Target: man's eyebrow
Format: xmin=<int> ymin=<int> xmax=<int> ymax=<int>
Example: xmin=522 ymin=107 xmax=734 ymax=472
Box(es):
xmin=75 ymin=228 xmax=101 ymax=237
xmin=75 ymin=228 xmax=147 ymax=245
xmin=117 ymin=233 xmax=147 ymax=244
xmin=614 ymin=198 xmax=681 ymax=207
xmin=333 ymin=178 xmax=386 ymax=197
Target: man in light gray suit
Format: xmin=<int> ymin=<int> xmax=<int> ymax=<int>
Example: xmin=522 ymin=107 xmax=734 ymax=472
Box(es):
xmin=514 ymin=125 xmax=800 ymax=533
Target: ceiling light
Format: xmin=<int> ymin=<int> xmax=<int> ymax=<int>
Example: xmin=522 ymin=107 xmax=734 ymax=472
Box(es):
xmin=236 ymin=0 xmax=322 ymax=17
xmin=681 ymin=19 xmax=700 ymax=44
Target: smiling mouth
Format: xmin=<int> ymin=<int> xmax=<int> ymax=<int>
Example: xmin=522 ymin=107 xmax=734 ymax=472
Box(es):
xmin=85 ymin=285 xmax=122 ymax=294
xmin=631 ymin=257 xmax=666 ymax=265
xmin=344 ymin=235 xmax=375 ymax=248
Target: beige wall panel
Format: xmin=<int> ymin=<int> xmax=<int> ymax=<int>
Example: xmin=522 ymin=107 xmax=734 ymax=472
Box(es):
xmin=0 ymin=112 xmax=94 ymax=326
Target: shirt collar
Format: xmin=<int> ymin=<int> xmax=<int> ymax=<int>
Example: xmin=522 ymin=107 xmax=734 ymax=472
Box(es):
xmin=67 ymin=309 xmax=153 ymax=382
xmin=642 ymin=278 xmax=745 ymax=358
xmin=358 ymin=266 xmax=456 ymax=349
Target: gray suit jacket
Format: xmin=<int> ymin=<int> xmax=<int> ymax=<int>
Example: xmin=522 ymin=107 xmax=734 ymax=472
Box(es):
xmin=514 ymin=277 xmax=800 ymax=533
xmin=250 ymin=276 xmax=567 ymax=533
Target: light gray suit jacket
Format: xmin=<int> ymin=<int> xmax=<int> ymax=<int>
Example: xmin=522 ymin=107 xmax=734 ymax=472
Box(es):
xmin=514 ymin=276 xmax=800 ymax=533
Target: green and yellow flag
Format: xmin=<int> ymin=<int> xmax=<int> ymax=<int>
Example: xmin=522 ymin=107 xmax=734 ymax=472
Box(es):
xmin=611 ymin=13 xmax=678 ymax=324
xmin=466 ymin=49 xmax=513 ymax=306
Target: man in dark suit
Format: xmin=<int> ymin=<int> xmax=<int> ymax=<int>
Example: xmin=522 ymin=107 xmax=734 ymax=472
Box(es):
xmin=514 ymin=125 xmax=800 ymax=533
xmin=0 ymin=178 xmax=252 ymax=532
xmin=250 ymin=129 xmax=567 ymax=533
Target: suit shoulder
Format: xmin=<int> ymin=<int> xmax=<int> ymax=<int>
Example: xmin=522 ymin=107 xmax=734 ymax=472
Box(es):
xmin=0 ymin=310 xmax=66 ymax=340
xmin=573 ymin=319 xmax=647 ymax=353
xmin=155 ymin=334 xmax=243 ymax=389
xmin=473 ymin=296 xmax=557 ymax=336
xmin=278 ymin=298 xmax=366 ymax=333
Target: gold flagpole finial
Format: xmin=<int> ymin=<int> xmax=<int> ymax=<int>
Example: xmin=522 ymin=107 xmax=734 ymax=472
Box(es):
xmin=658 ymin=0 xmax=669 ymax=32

## [What the exercise asks]
Can you format the records, from their first line through the line containing "xmin=344 ymin=235 xmax=375 ymax=248" (that line included), as a Markdown table with a No. column numbering each row and a Text column holding the line, leaving out blank lines?

## [Correct output]
| No. | Text |
|---|---|
| 1 | Target: man's eyebrow |
| 2 | Format: xmin=<int> ymin=<int> xmax=<int> ymax=<int> |
| 3 | Example: xmin=522 ymin=107 xmax=734 ymax=472 |
| 4 | Box(es): |
| 5 | xmin=75 ymin=228 xmax=101 ymax=237 |
| 6 | xmin=75 ymin=228 xmax=147 ymax=245 |
| 7 | xmin=117 ymin=233 xmax=147 ymax=244 |
| 8 | xmin=614 ymin=198 xmax=681 ymax=207 |
| 9 | xmin=333 ymin=178 xmax=386 ymax=197 |
| 10 | Target: man in light gray suit |
| 11 | Format: xmin=<int> ymin=<int> xmax=<int> ymax=<int> |
| 12 | Example: xmin=522 ymin=107 xmax=734 ymax=472 |
| 13 | Box(es): |
| 14 | xmin=514 ymin=125 xmax=800 ymax=533 |
| 15 | Target: ceiling light |
| 16 | Format: xmin=<int> ymin=<int> xmax=<int> ymax=<int> |
| 17 | Example: xmin=522 ymin=107 xmax=734 ymax=472 |
| 18 | Box(es): |
| 19 | xmin=236 ymin=0 xmax=322 ymax=17 |
| 20 | xmin=681 ymin=19 xmax=700 ymax=44 |
| 21 | Target: smiling mouth |
| 22 | Format: xmin=<int> ymin=<int> xmax=<int> ymax=<int> |
| 23 | Example: xmin=522 ymin=107 xmax=734 ymax=472 |
| 24 | Box(es): |
| 25 | xmin=85 ymin=285 xmax=122 ymax=294 |
| 26 | xmin=631 ymin=257 xmax=666 ymax=265 |
| 27 | xmin=344 ymin=235 xmax=375 ymax=248 |